WHAT THIS TASK INVOLVES:
Please output the lines as a JSON list of strings, one string per line and blank lines omitted. Begin at the line that contains "Each instance of the grey" and stop after the line that contains "(1269, 266)".
--- Begin PROVIDED INFORMATION ---
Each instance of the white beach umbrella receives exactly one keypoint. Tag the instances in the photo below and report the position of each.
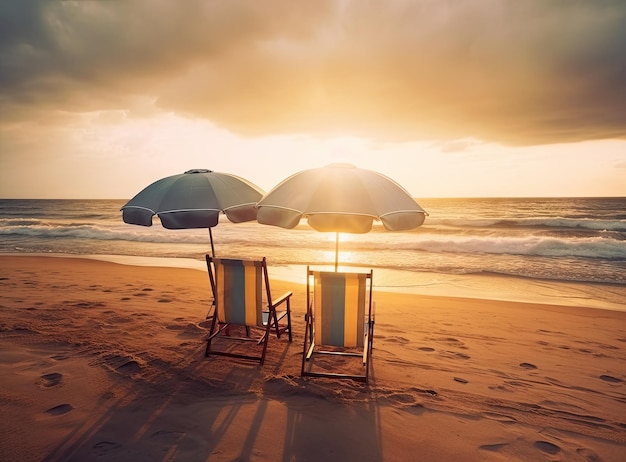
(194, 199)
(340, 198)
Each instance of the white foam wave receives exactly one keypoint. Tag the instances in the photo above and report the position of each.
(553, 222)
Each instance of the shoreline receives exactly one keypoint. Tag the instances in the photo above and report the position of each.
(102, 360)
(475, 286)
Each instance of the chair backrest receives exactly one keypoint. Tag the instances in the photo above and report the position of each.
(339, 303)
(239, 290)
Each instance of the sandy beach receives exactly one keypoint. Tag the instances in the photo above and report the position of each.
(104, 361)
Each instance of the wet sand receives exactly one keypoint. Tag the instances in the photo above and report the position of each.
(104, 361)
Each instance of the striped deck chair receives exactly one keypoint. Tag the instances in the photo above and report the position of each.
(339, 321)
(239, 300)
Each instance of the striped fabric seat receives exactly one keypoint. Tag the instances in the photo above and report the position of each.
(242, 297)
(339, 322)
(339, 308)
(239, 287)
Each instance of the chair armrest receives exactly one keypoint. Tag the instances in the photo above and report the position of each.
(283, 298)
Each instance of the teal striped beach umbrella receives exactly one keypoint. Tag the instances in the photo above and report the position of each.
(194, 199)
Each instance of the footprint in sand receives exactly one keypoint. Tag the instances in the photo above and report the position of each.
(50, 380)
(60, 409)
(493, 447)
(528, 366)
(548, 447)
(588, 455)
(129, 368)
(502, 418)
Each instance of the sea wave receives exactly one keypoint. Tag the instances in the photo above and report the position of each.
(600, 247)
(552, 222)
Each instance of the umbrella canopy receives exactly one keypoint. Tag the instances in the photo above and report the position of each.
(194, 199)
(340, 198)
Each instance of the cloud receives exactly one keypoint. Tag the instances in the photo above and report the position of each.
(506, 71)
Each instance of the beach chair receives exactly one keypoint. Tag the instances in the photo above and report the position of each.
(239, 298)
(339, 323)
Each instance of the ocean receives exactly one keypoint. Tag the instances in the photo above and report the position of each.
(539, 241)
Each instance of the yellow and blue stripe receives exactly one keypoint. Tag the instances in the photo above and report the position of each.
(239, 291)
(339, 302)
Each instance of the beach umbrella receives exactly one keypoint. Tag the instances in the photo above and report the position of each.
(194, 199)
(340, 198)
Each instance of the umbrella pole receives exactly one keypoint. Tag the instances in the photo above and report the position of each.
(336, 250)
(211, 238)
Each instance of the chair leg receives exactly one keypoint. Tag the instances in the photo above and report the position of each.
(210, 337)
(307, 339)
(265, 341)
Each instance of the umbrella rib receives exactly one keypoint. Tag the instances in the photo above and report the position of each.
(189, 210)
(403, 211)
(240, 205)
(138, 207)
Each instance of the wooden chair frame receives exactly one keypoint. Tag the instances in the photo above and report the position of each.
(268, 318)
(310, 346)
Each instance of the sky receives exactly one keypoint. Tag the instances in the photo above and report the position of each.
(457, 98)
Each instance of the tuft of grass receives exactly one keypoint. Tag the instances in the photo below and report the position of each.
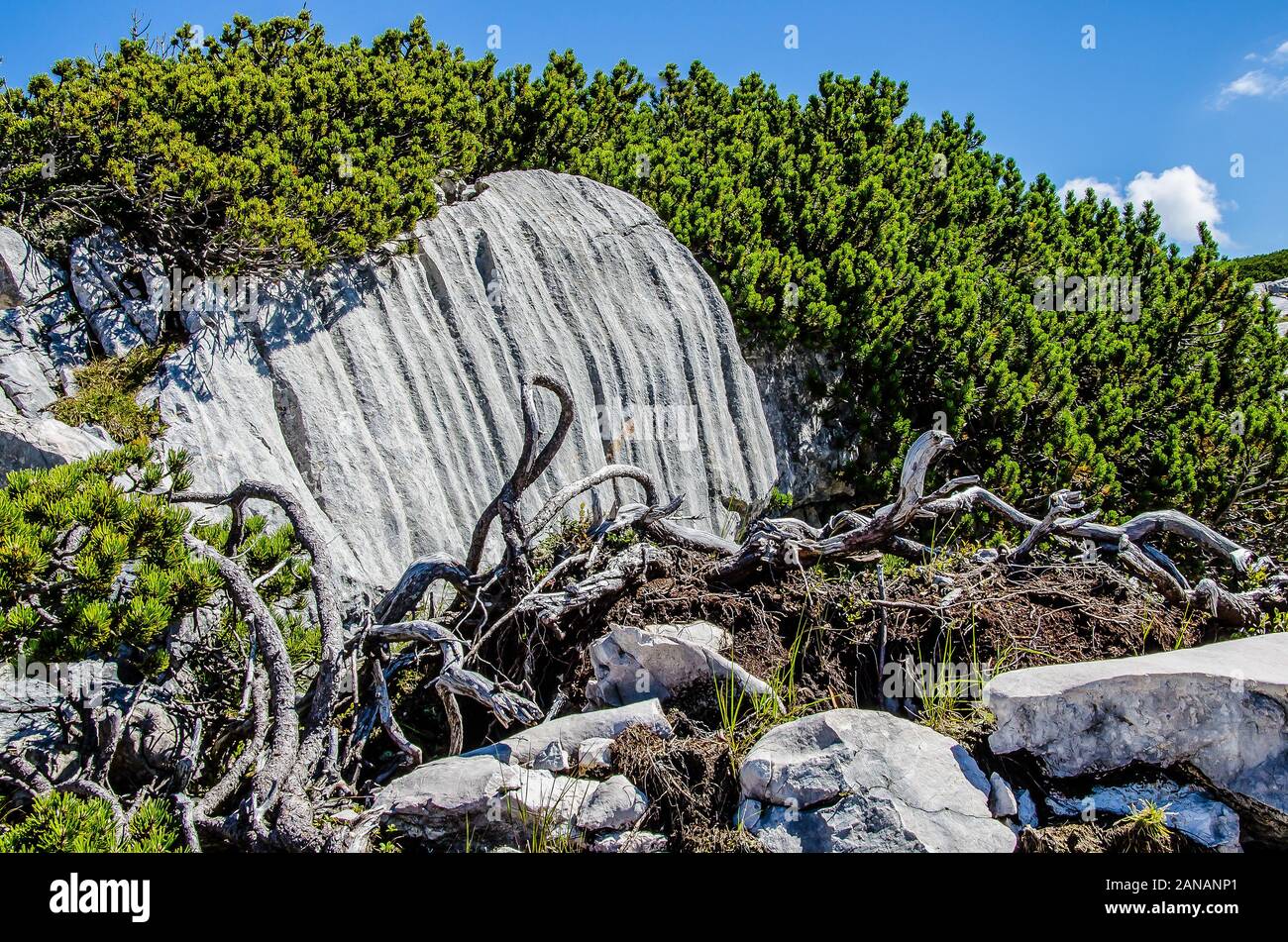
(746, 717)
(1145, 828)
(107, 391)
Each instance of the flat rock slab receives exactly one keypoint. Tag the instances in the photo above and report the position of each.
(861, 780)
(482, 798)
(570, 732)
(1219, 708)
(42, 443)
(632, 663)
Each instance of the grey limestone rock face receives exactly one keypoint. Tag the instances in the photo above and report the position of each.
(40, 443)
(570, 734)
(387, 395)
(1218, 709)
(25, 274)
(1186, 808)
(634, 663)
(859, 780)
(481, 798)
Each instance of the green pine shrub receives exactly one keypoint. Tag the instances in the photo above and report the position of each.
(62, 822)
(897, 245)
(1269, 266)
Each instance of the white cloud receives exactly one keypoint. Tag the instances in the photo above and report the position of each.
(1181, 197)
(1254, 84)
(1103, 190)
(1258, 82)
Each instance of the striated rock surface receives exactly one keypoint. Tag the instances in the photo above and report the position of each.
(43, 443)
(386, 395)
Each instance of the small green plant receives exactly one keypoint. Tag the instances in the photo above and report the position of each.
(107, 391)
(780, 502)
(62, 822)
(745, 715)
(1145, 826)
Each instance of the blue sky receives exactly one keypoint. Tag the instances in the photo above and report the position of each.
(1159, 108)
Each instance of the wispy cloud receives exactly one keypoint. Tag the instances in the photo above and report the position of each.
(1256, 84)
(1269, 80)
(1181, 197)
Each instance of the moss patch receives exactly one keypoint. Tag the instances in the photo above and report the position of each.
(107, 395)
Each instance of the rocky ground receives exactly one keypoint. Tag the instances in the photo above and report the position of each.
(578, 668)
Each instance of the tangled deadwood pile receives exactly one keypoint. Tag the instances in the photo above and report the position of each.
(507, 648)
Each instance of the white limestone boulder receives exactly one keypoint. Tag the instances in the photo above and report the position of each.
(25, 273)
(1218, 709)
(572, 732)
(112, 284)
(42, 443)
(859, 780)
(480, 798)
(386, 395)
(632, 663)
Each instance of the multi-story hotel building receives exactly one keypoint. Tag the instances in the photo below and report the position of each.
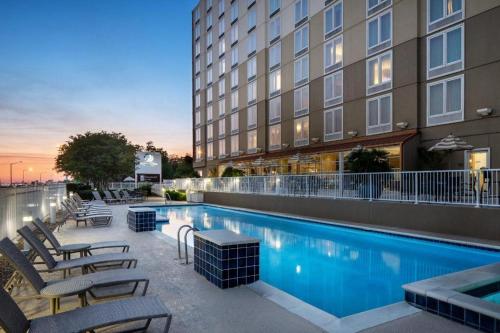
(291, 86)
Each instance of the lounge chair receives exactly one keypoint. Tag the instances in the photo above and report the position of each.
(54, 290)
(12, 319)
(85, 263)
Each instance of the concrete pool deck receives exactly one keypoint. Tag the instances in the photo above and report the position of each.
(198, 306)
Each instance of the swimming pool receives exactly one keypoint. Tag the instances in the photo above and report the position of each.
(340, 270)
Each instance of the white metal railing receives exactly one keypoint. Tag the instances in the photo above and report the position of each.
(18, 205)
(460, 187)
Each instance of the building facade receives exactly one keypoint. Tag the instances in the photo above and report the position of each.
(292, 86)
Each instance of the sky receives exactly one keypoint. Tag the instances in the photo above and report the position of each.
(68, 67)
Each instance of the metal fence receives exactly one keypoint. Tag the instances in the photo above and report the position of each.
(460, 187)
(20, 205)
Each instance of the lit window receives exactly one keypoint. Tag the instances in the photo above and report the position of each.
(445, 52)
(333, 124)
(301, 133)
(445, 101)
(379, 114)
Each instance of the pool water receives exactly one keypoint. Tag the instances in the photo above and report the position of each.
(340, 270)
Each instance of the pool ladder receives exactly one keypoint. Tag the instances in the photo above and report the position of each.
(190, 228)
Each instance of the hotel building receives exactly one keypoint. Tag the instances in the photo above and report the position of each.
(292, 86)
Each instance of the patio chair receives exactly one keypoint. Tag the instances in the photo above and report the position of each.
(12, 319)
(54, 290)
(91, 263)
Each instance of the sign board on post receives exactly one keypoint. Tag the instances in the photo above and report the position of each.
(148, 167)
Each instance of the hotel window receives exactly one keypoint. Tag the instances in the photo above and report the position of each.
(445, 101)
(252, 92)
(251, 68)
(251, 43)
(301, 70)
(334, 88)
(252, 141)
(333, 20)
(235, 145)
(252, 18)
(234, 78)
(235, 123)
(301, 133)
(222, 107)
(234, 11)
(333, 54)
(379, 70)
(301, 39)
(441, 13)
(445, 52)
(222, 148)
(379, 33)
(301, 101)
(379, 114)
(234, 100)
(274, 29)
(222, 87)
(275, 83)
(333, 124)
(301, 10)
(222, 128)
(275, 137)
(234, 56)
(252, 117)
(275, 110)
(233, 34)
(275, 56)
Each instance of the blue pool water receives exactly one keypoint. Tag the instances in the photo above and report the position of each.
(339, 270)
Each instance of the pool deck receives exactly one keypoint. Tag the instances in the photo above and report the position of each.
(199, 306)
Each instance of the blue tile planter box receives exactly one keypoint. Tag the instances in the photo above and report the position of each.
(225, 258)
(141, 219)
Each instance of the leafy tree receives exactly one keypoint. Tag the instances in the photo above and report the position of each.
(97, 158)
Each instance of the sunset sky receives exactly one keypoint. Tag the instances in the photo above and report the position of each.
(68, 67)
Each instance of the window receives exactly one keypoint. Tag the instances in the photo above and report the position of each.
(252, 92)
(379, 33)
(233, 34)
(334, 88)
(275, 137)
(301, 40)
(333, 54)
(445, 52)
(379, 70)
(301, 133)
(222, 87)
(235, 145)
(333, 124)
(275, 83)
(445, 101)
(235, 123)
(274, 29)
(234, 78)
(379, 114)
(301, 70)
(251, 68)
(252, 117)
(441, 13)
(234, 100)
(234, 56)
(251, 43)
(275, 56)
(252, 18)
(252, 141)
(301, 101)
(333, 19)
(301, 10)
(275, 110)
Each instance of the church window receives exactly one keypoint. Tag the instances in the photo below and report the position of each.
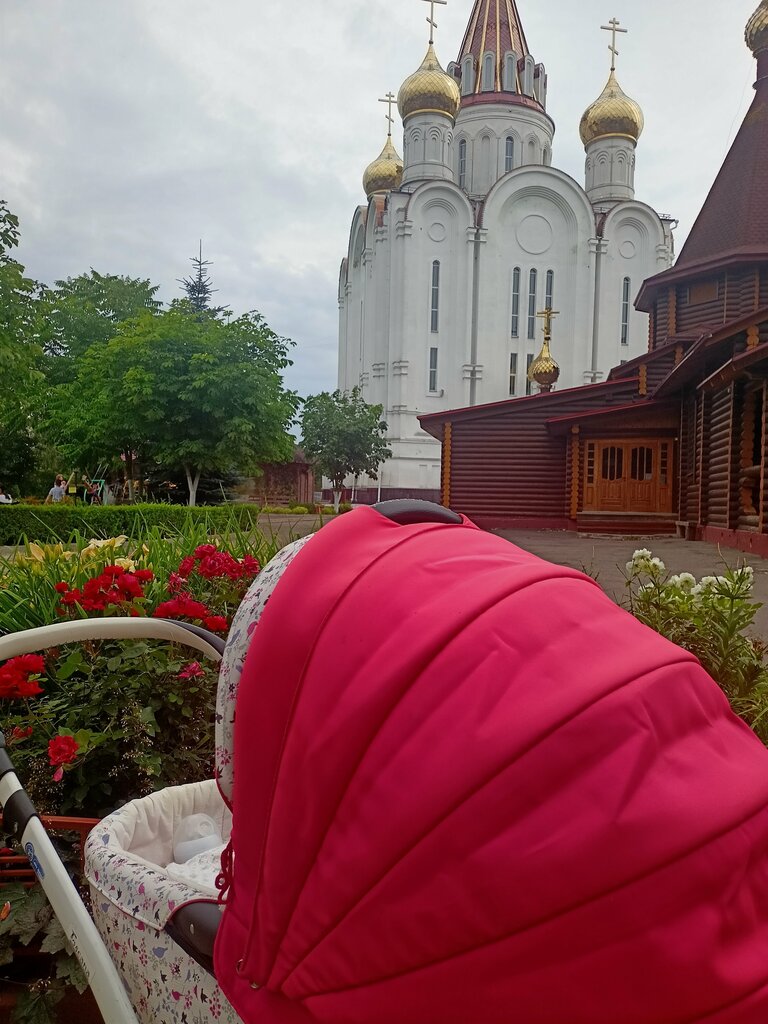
--- End PROVIDED INFORMATION ---
SOLUTION TO THIS PROBLEM:
[
  "Each instance of the grey limestone rock face receives exactly one keypoint. Tag the instances in the photo above and report the position of each.",
  "(40, 443)",
  "(570, 734)",
  "(387, 395)",
  "(1218, 709)",
  "(25, 274)",
  "(1186, 808)",
  "(634, 663)",
  "(859, 780)",
  "(481, 798)",
  "Each instance of the green pine shrub receives exactly one keypoint. Tag the instances in the photo above and report the position of each.",
  "(62, 822)",
  "(897, 245)",
  "(1269, 266)"
]